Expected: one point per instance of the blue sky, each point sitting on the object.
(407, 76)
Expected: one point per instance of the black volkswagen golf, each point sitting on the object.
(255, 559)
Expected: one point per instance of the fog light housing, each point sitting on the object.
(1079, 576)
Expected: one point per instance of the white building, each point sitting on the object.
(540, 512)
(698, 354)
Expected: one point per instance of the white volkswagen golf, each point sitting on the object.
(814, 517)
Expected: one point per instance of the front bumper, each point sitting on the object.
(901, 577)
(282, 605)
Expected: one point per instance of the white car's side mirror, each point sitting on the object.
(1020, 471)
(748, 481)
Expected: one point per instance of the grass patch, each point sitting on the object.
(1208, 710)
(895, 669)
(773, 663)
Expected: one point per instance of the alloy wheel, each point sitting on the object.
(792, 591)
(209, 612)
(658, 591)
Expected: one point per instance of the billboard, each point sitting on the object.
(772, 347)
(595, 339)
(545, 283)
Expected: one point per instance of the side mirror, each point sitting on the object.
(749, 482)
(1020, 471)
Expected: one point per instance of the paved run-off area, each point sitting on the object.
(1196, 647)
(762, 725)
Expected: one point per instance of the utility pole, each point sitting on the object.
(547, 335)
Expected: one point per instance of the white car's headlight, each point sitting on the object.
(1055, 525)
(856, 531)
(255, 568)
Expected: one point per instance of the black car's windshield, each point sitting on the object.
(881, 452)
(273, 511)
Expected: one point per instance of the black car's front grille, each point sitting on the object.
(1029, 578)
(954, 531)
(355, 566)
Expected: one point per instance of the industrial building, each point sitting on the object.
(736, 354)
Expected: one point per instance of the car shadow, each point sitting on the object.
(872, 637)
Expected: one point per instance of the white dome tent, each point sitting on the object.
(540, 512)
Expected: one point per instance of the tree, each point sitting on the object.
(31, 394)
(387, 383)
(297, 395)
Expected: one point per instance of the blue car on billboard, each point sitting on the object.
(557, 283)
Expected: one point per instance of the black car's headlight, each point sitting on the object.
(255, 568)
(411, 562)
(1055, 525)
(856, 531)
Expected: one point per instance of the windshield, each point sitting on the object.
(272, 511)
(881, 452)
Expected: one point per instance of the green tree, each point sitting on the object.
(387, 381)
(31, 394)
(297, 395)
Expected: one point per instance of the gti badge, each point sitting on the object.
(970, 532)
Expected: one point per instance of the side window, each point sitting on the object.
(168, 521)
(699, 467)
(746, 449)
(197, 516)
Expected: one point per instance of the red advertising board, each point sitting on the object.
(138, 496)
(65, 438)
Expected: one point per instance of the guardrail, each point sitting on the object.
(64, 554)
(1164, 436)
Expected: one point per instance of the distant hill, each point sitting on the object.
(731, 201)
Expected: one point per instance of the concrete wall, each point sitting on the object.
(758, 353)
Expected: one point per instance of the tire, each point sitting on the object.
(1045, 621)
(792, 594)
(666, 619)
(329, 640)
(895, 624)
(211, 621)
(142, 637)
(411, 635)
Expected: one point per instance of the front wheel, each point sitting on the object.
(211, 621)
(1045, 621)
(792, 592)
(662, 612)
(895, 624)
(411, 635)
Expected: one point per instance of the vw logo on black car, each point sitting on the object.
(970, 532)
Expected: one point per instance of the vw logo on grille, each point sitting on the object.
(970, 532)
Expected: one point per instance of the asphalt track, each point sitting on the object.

...

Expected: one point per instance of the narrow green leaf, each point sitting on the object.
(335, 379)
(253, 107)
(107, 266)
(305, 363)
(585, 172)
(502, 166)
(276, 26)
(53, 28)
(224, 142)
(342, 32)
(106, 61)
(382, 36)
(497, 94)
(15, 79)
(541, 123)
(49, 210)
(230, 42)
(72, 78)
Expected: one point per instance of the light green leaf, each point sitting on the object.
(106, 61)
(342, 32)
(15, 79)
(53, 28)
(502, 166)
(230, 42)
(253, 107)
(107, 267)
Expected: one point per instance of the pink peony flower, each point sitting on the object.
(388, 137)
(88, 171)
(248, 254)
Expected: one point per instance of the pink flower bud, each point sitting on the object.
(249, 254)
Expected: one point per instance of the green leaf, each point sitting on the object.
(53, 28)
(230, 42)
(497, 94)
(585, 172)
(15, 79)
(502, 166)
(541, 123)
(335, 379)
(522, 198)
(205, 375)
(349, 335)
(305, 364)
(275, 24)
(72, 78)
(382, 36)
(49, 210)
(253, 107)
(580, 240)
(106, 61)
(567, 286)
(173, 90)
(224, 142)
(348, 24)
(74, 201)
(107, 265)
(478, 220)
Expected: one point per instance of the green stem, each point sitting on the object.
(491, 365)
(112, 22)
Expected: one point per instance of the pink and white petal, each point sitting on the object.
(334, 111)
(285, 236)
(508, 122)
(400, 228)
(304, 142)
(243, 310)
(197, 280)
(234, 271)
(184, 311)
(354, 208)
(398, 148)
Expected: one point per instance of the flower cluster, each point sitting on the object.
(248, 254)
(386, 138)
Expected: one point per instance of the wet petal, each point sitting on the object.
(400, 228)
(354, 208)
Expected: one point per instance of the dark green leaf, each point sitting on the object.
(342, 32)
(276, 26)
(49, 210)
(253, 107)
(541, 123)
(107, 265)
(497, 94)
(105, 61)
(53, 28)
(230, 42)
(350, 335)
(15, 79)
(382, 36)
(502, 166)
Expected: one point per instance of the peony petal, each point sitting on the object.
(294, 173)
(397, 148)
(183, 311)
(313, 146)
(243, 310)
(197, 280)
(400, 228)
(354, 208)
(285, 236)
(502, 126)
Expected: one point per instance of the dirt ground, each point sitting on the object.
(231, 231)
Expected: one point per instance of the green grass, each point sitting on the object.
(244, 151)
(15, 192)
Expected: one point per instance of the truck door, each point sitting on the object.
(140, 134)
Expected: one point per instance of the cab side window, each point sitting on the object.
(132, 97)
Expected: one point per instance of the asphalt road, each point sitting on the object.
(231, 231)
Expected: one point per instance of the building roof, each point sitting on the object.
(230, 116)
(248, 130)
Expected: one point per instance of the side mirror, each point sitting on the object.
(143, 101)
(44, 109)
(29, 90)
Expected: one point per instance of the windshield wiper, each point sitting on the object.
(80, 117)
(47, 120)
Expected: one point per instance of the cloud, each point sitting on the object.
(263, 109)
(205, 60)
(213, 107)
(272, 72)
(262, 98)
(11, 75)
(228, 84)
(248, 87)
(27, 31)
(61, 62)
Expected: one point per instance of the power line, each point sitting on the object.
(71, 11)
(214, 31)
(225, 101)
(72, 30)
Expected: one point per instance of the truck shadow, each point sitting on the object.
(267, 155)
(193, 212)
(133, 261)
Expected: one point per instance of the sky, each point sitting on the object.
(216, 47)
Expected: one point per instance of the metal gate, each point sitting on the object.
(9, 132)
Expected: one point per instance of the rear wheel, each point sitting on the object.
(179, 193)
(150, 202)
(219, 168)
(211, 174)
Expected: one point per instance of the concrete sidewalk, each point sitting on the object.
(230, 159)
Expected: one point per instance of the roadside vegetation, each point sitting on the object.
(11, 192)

==

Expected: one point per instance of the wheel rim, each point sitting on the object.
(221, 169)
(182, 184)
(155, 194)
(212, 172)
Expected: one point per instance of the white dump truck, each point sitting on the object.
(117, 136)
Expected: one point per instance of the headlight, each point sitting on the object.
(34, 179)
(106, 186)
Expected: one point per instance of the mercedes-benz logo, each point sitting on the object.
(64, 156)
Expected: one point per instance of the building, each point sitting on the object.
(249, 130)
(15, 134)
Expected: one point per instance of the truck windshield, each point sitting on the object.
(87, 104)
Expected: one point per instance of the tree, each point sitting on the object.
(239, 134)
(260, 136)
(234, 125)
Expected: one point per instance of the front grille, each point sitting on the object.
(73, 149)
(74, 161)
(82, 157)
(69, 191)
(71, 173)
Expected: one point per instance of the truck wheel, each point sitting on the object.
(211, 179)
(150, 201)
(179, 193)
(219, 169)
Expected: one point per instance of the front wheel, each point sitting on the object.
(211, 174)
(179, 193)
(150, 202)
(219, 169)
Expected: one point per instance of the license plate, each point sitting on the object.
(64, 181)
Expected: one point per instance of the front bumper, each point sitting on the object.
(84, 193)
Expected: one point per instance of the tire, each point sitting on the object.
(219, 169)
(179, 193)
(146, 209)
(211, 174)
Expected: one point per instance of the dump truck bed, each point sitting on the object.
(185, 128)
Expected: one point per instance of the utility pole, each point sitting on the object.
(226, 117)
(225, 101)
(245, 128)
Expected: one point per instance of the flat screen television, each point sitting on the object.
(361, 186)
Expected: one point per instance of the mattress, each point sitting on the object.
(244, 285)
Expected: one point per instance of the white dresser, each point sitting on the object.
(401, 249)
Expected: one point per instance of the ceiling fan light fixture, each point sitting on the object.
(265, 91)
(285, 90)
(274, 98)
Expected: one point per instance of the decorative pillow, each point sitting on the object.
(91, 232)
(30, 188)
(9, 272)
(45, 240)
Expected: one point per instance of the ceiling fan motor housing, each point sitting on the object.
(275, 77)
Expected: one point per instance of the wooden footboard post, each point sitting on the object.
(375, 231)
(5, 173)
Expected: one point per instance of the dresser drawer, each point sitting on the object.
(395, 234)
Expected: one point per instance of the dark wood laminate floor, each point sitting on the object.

_What needs to be done_. Collect every line in the items above that contains the string "blue", matching case exactly.

_Problem solution_.
Expected: one point per instance of the blue sky, each point sitting on the object.
Expected: one point per instance of the blue car on billboard, each point sitting on the object.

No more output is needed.